** begin **

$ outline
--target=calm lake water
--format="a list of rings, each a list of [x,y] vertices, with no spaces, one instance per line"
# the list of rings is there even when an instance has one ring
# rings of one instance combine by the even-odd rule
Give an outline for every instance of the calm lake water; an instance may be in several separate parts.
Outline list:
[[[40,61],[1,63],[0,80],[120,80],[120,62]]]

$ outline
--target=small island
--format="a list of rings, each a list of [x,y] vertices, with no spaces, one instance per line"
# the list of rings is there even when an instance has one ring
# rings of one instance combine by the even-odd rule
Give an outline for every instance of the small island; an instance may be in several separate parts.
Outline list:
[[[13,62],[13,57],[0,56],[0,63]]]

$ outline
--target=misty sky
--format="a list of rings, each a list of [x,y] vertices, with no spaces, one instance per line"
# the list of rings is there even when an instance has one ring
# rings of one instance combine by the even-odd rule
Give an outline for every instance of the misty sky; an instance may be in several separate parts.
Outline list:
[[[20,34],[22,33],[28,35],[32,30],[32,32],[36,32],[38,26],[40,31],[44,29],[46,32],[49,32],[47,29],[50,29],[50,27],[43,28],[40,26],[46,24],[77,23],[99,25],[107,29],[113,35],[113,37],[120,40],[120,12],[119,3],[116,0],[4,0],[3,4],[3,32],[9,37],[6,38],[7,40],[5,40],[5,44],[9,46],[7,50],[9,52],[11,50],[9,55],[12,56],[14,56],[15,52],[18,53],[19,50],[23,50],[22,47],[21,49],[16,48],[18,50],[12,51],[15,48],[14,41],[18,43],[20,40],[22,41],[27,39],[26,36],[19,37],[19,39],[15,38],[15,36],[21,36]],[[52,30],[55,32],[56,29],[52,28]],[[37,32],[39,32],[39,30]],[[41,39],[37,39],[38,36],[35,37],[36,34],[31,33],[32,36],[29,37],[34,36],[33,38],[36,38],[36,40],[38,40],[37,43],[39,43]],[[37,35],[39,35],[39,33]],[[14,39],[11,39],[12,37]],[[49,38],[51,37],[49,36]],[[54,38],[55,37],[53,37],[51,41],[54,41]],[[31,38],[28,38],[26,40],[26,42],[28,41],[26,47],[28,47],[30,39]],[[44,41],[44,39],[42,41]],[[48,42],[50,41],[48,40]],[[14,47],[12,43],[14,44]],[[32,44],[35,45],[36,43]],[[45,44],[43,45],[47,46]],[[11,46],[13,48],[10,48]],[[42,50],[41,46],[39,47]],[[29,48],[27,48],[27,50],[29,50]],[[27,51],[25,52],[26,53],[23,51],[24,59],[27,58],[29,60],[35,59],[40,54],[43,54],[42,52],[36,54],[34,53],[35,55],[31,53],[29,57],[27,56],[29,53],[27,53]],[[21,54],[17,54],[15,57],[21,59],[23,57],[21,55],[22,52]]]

** end **

**What you are asked to do**
Turn every line of the records above into a JSON list of strings, one string per line, and leave out the blank lines.

**Result for this task**
[
  "$ outline",
  "--target=calm lake water",
  "--format=\"a list of rings, each a list of [x,y] vertices, with no spaces, one instance per line\"",
  "# the list of rings is there even when an instance has one ring",
  "# rings of one instance combine by the even-odd rule",
  "Give an outline for every instance of the calm lake water; an instance may be in several separate parts.",
  "Outline list:",
  "[[[40,61],[1,63],[0,80],[120,80],[120,62]]]",
  "$ outline",
  "--target=small island",
  "--format=\"a list of rings, each a list of [x,y] vertices, with no spaces, one instance per line\"",
  "# the list of rings is there even when an instance has one ring",
  "# rings of one instance combine by the even-odd rule",
  "Give an outline for every instance of the small island; an instance may be in several separate parts.",
  "Outline list:",
  "[[[13,62],[13,57],[0,56],[0,63]]]",
  "$ outline",
  "--target=misty sky",
  "--format=\"a list of rings, each a list of [x,y] vertices, with no spaces, one instance per line\"",
  "# the list of rings is there even when an instance has one ring",
  "# rings of one instance combine by the even-odd rule",
  "Give an outline for every instance of the misty sky; an instance may be in several separate parts.",
  "Outline list:",
  "[[[20,34],[22,33],[28,35],[32,30],[32,32],[36,32],[38,26],[40,31],[44,29],[46,32],[49,32],[47,29],[50,29],[50,27],[43,28],[40,26],[46,24],[77,23],[99,25],[107,29],[113,35],[113,37],[120,40],[120,12],[119,3],[116,0],[4,0],[3,4],[3,32],[9,37],[6,38],[7,40],[5,40],[5,44],[9,46],[7,50],[9,52],[11,50],[9,55],[12,56],[14,56],[15,52],[18,53],[19,50],[23,50],[22,47],[21,49],[16,48],[18,50],[12,51],[15,48],[14,41],[18,43],[20,40],[22,41],[27,39],[26,36],[19,37],[19,39],[15,38],[15,36],[21,36]],[[52,30],[55,32],[56,29],[52,28]],[[37,32],[39,32],[39,30]],[[41,39],[37,39],[38,36],[35,37],[36,34],[31,33],[32,36],[29,37],[34,36],[33,38],[36,38],[36,40],[38,40],[37,43],[39,43]],[[37,35],[39,35],[39,33]],[[14,39],[11,39],[12,37]],[[49,38],[51,37],[49,36]],[[54,38],[55,37],[53,37],[51,41],[54,41]],[[31,38],[28,38],[26,40],[26,42],[28,41],[26,47],[28,47],[30,39]],[[44,41],[44,39],[42,41]],[[48,42],[50,41],[48,40]],[[14,47],[12,43],[14,44]],[[32,44],[35,45],[36,43]],[[45,44],[43,45],[47,46]],[[11,46],[13,48],[10,48]],[[42,50],[41,46],[39,47]],[[29,48],[27,48],[27,50],[29,50]],[[27,51],[25,52],[26,53],[23,51],[24,59],[27,58],[29,60],[35,59],[40,54],[43,54],[42,52],[36,54],[34,53],[35,55],[31,53],[29,57],[27,56],[29,53],[27,53]],[[21,54],[17,54],[15,57],[21,59],[23,57],[21,55],[22,52]]]"
]